** start of PAGE TEXT **

Ha! I feel like I wrote a similar article: http://www.mypersonalfinancejourney.com/2012/09/percentage-net-worth-cash-accounts.html (I made a math error- it should be $105K net worth in the second example). Except that I said no more than 10% of net worth should be cash. I could do 5%. The idea is to create enough reasonably expected cash flow where you don’t need an emergency fund to feel secure, you know there is money coming in next week to take care of XYZ and in the meantime you use your credit to take care of it. I almost have proven I am responsible enough to do that.
A lot of people are going to disagree with you, but thank you Nelson. I needed to read that.
I want a month of expenses but I can’t even get up to $1,000 in my chequing account to avoid the monthly fee.
I have so much unused credit that I could buy a small house yet my bank is determined to give me more. I have a 100k HELOC that I owe $18,000 on but my bank is desperate to give me a 50k LOC.
I have more than enough credit but I want cash. Cash would help me sleep better at night.
What do you have against dirtbags Nelson? Lol.
Man, I must admit, after I bought my rental property, I stopped investing. I have way TOO cash on hand. I’ve been waiting to make the right move, but haven’t done anything yet. What would you recommend?
I have $546 in my chequing account, an unsecured LOC that I used to buy cheap stock with that has a balance of ~ $25k (to be paid off this month with my tax refund and work money) and I lowered the limits on my credit cards after one of them got cloned – so only about $25k available credit.
Nothing comes out of my chequing account without my moving it myself apart from the mortgage. I don’t bother to keep $1k in there when I’m working and know I have a paycheque coming in. When I’m not working, I keep a couple grand. Opportunity cost of nothing.
I have about 1% in cash and $20K open credit if needed. Like you I don’t like having too much cash, it doesn’t make financial sense, although I sometimes have to refrain myself to invest in the first thing that crosses my eyes when I have cash. Waiting for a market move can justify keeping the cash but not a 12 months emergency fund.
Wait, you mean the single guy with no kids doesn’t believe in emergency funds?
I’m not disagreeing with you; I think I’ve got about 5% of my net worth in cash. But with a wife and two kids, we’re ALWAYS saving for something.
In fact, our financial situation has changed so much in the past 5 years that we’ve yet to figure out what a normal, predictable year of income and expenses looks like.
This year it looks like I’ve got about $1,250 a month left over after all of our savings and expenses are taken care of. That’ll just sit around in cash until the end of the year when I’ll decide where to deploy it (mortgage, RRSP, TFSA, RESP, vacation, etc).
So I’ll end up saving $15,000 in cash, but it’s not designated ’emergency funds’, it’s just more of a buffer that I’ll use for some other purpose.
I’m a freelancer. I need money in my EF to pay for daily bills otherwise this happens:
I run out of cash and have to dip into my investments — this sucks if the market is on the low, and not on a high (plus I have to pay taxes on 50% of it for capital gains if it goes the other way…)
When I get contracts, then I plow about 90% of that money right into investing, and consider my new income to be my new emergency fund in waiting (after they pay me of course).
Once it’s in investments, I don’t like to touch it. I REALLY DON’T. I consider it “lost” money because I can’t use it.

** end of PAGE TEXT **
** start of RECORDED DATA **

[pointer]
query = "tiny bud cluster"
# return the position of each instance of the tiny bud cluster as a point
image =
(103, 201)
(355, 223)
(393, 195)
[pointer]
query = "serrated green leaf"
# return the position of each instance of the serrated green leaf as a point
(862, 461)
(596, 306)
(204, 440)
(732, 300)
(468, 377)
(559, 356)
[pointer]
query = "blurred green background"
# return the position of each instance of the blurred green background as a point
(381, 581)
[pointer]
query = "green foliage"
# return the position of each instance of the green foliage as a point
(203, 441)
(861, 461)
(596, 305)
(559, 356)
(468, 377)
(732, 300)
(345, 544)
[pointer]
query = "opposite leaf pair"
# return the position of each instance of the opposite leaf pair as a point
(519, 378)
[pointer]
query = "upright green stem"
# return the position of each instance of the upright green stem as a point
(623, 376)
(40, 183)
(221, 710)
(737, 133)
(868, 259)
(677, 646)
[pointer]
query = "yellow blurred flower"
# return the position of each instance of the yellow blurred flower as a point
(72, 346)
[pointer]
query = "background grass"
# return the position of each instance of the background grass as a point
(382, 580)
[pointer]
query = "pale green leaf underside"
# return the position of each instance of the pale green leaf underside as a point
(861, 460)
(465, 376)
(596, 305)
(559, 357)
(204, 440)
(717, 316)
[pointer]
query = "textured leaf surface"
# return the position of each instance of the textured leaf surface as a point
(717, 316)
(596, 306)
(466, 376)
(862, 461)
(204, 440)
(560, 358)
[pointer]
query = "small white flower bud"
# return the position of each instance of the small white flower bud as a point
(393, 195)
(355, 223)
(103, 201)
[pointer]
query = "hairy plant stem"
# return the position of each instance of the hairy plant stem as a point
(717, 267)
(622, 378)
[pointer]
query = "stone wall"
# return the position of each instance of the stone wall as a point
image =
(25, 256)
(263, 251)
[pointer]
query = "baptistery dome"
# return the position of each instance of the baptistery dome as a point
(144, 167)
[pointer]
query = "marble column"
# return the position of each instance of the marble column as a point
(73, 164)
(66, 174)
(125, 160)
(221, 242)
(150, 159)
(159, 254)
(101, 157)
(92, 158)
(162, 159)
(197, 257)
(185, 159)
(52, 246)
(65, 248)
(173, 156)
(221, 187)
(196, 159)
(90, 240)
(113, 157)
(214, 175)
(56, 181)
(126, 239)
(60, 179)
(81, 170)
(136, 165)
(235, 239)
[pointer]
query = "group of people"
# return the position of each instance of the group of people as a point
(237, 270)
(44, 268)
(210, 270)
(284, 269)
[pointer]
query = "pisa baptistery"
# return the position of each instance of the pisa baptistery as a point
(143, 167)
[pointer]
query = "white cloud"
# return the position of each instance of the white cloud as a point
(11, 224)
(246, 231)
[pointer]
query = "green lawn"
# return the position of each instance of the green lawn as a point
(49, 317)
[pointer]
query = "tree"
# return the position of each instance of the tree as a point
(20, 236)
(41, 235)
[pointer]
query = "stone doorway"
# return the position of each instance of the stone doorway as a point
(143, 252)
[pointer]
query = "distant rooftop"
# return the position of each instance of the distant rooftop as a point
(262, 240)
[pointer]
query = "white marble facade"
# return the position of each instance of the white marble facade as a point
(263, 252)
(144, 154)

** end of RECORDED DATA **

### TASKS TO CARRY OUT
• a. According to the comment thread, what did one commenter lower after one of their credit cards got cloned?
• b. Echo the part of the comment thread starting at "Nothing comes out" and ending at "months emergency fund.".
• c. Summarize the comment thread in two sentences.

### THE SOLUTIONS
• a. The limits on their credit cards.

• b.
Nothing comes out of my chequing account without my moving it myself apart from the mortgage. I don’t bother to keep $1k in there when I’m working and know I have a paycheque coming in. When I’m not working, I keep a couple grand. Opportunity cost of nothing.
I have about 1% in cash and $20K open credit if needed. Like you I don’t like having too much cash, it doesn’t make financial sense, although I sometimes have to refrain myself to invest in the first thing that crosses my eyes when I have cash. Waiting for a market move can justify keeping the cash but not a 12 months emergency fund.

• c. Commenters discuss how much cash to hold, with several keeping only a small share of their net worth in cash and relying on available credit or incoming pay instead. Others want more cash, whether for peace of mind, as a buffer for family expenses, or, in a freelancer's case, to pay daily bills without dipping into investments.